(Beginning of MATERIAL PROVIDED)

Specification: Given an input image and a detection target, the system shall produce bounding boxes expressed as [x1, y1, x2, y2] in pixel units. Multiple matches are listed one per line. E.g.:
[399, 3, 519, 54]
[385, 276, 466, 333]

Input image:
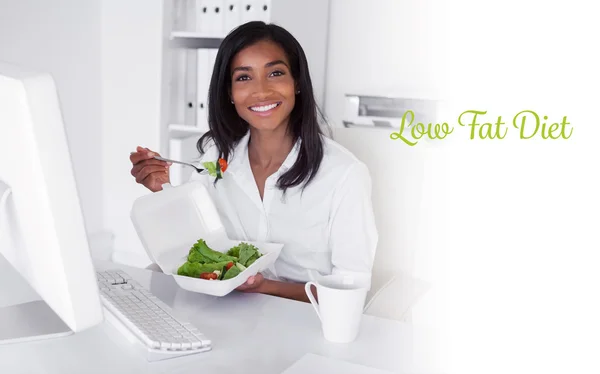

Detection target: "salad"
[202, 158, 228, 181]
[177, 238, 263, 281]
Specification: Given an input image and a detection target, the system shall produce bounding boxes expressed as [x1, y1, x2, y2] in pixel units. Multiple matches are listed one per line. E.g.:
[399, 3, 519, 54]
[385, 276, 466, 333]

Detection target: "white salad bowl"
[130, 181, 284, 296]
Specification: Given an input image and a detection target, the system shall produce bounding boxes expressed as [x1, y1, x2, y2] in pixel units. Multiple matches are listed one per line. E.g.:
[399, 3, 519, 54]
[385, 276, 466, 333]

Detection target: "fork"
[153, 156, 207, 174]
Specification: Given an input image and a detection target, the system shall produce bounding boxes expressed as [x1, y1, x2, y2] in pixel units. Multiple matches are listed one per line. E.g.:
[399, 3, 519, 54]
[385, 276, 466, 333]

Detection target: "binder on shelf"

(End of MATERIAL PROVIDED)

_EXERCISE BRIEF_: Set the pictures aside and reproduce the data above exactly.

_RESPONSE BOX_:
Specification: Given an input image and a detection target, the system shall produce bounding boxes expressed as [x1, y1, x2, y2] in pixel units. Multiple matches are listed one per line. E.g.:
[399, 3, 519, 54]
[385, 276, 466, 333]

Input image:

Detection target: "salad"
[202, 158, 228, 181]
[177, 238, 263, 281]
Specification: Given an input image and a detection target, the system shall produce bounding boxes expressed as [x1, y1, x2, y2] in pixel units. Multiple matches are listed one per line. E.g.:
[399, 3, 519, 54]
[385, 276, 466, 333]

Detection target: "white salad bowl"
[130, 181, 284, 296]
Specification: Given an input image and a detection target, the system shall produce bounding boxes expressed as [x1, y1, x2, y2] in pixel units. Multiple matches are listed one per line. E.g.:
[399, 3, 519, 54]
[385, 276, 466, 333]

Detection target: "fork"
[153, 156, 207, 174]
Specification: Given an input image and a detection target, the system shall produce bounding boxes expressed as [x1, y1, x2, y2] in pixel units. Multiple matches are listed one per line. E.g.:
[399, 3, 519, 54]
[385, 276, 466, 333]

Detection target: "binder on shelf"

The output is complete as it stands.